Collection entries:
______

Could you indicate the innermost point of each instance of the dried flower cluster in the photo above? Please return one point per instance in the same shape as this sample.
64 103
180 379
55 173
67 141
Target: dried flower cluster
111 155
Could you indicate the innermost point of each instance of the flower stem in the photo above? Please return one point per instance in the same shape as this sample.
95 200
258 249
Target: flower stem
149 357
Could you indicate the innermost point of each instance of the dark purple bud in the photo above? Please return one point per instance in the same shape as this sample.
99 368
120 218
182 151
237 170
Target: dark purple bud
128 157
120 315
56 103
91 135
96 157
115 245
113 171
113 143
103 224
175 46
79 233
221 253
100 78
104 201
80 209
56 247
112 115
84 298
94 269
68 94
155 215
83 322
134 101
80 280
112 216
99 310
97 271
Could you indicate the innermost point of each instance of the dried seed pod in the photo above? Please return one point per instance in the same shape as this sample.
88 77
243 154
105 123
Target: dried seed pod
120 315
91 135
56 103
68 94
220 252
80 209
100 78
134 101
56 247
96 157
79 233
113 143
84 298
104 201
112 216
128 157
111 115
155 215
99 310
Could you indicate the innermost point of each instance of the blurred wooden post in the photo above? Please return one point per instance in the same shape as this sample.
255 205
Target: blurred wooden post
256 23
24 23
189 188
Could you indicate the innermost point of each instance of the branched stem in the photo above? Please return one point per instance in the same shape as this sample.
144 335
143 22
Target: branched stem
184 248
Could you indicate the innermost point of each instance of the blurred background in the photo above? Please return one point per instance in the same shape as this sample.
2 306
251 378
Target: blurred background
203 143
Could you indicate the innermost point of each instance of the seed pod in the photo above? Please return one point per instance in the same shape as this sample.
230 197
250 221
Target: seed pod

______

* _PROBLEM_: Repeat only the stretch of lines that opens with the line containing "the dried seed" and closes with the final line of the entries, both included, exactly as written.

* _TASK ANSWER_:
Could you indicate the innermost point of each instance of the dried seed pod in the photo above? Please return one point per instance in the same shape as this sample.
88 77
243 154
105 123
Target: dried seed pod
120 315
91 135
56 103
68 94
220 252
80 209
100 78
134 101
56 247
96 157
79 233
113 143
84 298
104 201
112 216
128 157
111 115
155 215
99 310
Could you indicate the innermost point of each instance of the blurred wooden post in the photo above? Please return one point per instance in the same shape as this sample.
255 205
Target: blurred wooden post
256 23
24 23
189 188
Could you indicate the innermost point of each instance of the branched stem in the photo above? Please return one point per instance in the same shape as this sample.
144 335
143 22
Target: branched stem
184 248
Could you indicate the innermost point of each instance of the blurred background in the photo above? Please return one point per instance in the same shape as this sample.
2 306
251 378
Target: blurred background
203 143
Could you indicate the innermost point of each instance of the seed pod in the photo above? Please return one point per instance in the same shape as this sample.
230 197
250 221
Target: seed pod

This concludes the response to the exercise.